ПРЕДОСТАВЛЕННЫЙ ОТРЫВОК:
····················

Шрифт:
Интервал:
Закладка:
Как уже отмечалось, с 17 по 27 декабря по этому поводу в Токио состоялось заседание Чрезвычайного комитета по изучению вопросов внешней политики, на котором правительство отклонило план захвата российских владений, однако свернуло военное сотрудничество с Петроградом, в результате чего большая часть сотрудников военной миссии вернулась из России домой: 6 января 1918 г. Исидзака донес, что полковник Араки, капитан Куроки, лейтенант Кимура и старший мастер Нагатоми через два дня выезжают в Харбин, а полковник Коно и капитан Обата отправлялись в Стокгольм. Туда же намечалось направить генерал-майора Такаянаги и майора Токинори, в то время как сам атташе вместе с капитаном Судзуки и подполковником Фуруя оставался в России651.
В ответ военный министр, в целом одобрив действия Исидзака, потребовал от него оставить нескольких представителей при действующей армии в Москве и Петрограде для ведения там агентурной разведки, командировать Такаянаги на Украину, еще одного офицера – на Дон, отложив их выезд в Стокгольм или в Токио до «возникновения обстоятельств непреодолимой силы»652. Однако осуществиться этим планам было не суждено: в начале марта все японские военные представители и стажеры через Сибирь и Маньчжурию вернулись домой.
Постоянное упоминание в шифрованной переписке Стокгольма было не случайным: в соответствии с рекомендациями Исидзаки Генштаб планировал образовать там новый разведывательный орган, видимо с учетом успешного опыта работы полковника Акаси Мотодзиро против России в годы Русско-японской войны. Именно такую задачу – организация связи и ведение агентурной разведки – получил выехавший И января 1918 г. из Петрограда в Стокгольм капитан Обата Тосиро, который координировал свою деятельность с уже находившимся там с июня 1917 г. майором Умэдзаки Нобутаро653.
В рамках развертывания разведаппарата в Швеции кабинет министров Японии выделил Умэдзаки в феврале 1918 г. на покрытие годовых расходов на транспорт, жалованье и оплату телеграфной корреспонденции 30 647 иен золотом654. 1 апреля в помощь ему был направлен владевший немецким языком сотрудник Генерального штаба капитан Имаи Киёси, а 24 июля Умэдзаки стал официальным военным атташе при японском посольстве в Стокгольме, что окончательно оформило создание там разведывательного центра, занимавшегося сбором информации по Советской России и Германии655.

····················

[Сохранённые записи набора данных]
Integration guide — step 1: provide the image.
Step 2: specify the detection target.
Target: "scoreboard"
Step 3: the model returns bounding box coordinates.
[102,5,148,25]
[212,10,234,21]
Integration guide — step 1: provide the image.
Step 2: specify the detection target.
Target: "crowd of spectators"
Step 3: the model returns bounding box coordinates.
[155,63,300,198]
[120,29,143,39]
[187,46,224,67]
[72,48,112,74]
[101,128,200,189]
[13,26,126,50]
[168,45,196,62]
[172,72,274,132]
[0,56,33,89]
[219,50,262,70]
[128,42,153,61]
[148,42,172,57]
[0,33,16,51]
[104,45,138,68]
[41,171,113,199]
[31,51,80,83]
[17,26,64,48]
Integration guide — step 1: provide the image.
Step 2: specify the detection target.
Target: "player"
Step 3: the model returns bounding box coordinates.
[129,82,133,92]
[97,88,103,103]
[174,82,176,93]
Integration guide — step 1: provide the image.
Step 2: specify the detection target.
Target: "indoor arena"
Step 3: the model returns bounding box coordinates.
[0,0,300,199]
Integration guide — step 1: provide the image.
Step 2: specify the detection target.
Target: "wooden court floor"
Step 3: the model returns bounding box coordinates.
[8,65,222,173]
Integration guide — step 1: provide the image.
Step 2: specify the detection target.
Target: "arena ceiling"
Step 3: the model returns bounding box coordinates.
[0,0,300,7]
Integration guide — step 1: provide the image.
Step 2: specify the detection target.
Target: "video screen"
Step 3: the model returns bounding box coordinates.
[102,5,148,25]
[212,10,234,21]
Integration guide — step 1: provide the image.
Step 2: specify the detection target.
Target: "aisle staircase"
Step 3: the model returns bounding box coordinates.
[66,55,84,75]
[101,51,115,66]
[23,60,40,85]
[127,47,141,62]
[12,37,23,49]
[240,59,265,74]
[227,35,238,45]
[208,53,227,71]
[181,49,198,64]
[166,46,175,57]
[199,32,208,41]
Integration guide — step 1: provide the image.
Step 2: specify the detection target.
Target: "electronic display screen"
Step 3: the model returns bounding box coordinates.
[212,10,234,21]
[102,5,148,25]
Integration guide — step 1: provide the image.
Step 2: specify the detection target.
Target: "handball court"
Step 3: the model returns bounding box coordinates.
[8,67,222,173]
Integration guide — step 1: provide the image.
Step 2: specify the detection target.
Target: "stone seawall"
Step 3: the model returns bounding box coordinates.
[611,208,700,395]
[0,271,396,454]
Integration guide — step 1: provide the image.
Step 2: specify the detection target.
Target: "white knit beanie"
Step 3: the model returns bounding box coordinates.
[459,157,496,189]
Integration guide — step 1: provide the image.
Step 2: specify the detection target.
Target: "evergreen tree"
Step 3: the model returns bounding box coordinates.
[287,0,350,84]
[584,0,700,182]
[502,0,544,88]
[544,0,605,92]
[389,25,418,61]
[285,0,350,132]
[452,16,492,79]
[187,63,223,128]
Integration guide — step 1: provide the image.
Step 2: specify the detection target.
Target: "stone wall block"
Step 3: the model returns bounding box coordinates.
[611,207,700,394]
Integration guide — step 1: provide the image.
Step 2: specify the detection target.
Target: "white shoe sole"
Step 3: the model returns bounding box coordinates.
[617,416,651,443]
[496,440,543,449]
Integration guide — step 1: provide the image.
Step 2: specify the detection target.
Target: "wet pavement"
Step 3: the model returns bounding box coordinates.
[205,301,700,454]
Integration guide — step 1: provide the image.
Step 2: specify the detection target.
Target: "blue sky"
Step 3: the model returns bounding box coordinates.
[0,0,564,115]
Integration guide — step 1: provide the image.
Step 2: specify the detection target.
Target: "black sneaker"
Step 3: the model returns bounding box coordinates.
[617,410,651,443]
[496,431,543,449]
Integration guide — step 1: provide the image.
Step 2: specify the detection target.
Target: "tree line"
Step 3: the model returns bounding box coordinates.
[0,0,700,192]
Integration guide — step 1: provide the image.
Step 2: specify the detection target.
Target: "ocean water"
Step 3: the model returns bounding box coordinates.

····················

ЗАДАНИЯ:
(a) Кого 1 апреля направили в помощь Умэдзаки, согласно отрывку о японской военной разведке?
(b) Напишите продолжение отрывка о японской военной разведке после его последнего предложения.

ОТВЕТЫ:
(a) Капитана Генерального штаба Имаи Киёси, владевшего немецким языком.

(b)
Оставшиеся в Москве и Петрограде немногочисленные сотрудники военного атташата внимательно наблюдали за развитием обстановки в нашей стране, черпая сведения главным образом из бесед с представителями Наркомата иностранных дел (НКИД), союзных дипломатических миссий и из советской прессы: в отправленной Хасимото 24 апреля телеграмме, например, источниками информации об организации, передислокации красноармейских отрядов, положении дел у австровенгерских военнопленных в Сибири фигурировали газетные публикации, наблюдения офицеров французской, британской военных миссий и представителей датского Красного Креста656.
В самом выгодном положении оказался подполковник Фуруя Киёси, поскольку с 12 марта 1918 г. Москва стала столицей Советской России, а японское посольство, включая сотрудников военного атташата, из-за немецкого наступления на Петроград эвакуировалось 28 февраля в Вологду. После возвращения Исидзаки домой в начале апреля там оставался только майор Хасимото, назначенный помощником нового военного атташе Фуруя657.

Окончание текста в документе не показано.